* BEGIN Excerpted data *
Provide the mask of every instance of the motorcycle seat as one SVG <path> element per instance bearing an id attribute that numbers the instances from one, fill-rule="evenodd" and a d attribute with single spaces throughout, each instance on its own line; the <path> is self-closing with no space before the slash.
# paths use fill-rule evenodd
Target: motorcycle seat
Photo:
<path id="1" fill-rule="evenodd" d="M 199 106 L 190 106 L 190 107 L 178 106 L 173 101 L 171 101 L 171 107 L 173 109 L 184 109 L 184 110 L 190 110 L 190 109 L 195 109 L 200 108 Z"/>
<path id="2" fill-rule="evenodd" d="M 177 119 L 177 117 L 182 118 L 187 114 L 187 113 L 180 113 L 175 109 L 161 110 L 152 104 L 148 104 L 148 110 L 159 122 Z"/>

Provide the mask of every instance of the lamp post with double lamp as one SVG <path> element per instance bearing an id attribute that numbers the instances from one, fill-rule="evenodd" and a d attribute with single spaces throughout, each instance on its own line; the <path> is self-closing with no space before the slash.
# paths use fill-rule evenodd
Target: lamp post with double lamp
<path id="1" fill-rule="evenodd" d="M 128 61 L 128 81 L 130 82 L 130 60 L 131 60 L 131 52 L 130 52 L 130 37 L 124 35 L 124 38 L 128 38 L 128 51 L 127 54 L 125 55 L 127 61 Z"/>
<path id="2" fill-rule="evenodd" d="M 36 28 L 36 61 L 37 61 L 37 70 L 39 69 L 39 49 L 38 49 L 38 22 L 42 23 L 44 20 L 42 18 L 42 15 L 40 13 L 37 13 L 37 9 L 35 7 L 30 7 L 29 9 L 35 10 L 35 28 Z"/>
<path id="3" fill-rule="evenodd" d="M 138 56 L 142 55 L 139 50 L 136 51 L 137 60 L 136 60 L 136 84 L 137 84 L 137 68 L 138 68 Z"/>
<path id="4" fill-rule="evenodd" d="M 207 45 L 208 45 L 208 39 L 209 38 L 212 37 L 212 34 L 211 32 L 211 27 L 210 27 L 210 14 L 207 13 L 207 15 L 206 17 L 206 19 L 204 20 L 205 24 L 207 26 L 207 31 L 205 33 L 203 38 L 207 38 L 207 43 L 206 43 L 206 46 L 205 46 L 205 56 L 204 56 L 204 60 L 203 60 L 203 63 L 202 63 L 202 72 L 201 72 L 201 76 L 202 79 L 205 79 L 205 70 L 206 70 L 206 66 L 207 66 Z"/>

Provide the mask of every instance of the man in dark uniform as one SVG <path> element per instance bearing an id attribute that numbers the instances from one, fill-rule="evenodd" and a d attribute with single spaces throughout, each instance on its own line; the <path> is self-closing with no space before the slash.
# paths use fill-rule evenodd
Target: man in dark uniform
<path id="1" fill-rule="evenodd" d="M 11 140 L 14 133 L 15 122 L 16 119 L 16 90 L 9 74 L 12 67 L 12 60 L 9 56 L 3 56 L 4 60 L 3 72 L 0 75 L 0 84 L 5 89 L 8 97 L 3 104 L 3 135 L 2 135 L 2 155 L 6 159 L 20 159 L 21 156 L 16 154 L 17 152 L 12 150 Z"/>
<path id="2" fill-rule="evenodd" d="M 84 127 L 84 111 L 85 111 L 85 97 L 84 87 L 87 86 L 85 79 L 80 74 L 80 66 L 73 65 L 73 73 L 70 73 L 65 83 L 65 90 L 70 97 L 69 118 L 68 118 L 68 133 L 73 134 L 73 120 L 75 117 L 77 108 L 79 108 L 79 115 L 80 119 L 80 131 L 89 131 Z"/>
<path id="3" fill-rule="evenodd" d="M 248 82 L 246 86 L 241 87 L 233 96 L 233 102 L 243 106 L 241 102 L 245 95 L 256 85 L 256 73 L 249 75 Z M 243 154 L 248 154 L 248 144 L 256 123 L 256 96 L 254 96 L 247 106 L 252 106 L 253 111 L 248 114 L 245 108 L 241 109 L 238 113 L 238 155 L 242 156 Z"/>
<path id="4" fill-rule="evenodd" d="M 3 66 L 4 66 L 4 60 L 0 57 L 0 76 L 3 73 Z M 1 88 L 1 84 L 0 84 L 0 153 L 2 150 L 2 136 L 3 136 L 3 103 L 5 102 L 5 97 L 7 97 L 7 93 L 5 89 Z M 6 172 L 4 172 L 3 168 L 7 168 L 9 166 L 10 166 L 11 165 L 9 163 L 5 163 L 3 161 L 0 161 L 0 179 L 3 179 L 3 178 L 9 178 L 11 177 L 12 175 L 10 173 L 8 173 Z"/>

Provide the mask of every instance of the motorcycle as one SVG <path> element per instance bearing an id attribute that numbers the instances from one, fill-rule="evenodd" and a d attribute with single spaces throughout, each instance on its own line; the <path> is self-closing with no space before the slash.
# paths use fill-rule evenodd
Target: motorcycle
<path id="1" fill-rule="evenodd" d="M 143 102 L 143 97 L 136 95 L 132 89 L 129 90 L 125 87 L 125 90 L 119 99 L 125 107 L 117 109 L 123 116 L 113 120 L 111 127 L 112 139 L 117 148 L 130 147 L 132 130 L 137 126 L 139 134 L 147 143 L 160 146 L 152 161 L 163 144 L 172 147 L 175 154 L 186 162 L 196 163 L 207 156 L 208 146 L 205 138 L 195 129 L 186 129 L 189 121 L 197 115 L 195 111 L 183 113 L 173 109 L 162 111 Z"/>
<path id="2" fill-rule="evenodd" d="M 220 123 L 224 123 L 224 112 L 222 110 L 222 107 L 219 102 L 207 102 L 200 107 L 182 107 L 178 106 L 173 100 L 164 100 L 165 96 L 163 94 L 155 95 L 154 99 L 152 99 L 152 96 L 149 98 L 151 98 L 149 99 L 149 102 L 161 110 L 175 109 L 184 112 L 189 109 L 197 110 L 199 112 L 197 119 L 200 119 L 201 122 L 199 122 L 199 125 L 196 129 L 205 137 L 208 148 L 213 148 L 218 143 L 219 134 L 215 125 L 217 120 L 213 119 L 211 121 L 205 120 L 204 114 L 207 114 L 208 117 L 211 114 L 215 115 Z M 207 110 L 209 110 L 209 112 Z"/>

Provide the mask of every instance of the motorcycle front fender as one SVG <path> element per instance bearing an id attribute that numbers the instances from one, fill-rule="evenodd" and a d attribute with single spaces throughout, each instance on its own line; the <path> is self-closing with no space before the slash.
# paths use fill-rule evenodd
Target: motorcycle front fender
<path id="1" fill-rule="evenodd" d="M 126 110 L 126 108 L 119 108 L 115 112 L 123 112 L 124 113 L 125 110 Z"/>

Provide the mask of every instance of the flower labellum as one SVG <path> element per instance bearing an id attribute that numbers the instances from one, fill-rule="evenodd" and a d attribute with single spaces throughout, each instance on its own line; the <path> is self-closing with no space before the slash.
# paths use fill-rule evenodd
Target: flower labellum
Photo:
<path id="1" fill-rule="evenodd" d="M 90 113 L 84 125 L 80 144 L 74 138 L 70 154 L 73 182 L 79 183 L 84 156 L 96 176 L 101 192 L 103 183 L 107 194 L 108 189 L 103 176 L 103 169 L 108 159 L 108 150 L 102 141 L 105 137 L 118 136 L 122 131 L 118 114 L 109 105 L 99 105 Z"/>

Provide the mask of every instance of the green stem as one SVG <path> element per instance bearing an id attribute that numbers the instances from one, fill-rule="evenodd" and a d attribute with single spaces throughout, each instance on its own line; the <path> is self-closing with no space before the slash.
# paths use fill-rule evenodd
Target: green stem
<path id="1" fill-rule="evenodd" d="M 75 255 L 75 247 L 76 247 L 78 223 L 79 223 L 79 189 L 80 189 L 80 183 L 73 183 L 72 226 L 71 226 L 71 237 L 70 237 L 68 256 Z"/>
* END Excerpted data *
**Work instructions**
Return, unchanged, every line from the one containing "Provide the mask of every instance of the lamp" down to the one containing "Target: lamp post with double lamp", including both of those lines.

**Exercise response**
Provide the mask of every instance of the lamp post with double lamp as one SVG <path> element per instance bearing an id attribute that numbers the instances from one, fill-rule="evenodd" and a d attribute with single spaces throughout, each instance on its own line; the <path> is self-closing with no space before the slash.
# paths use fill-rule evenodd
Target: lamp post with double lamp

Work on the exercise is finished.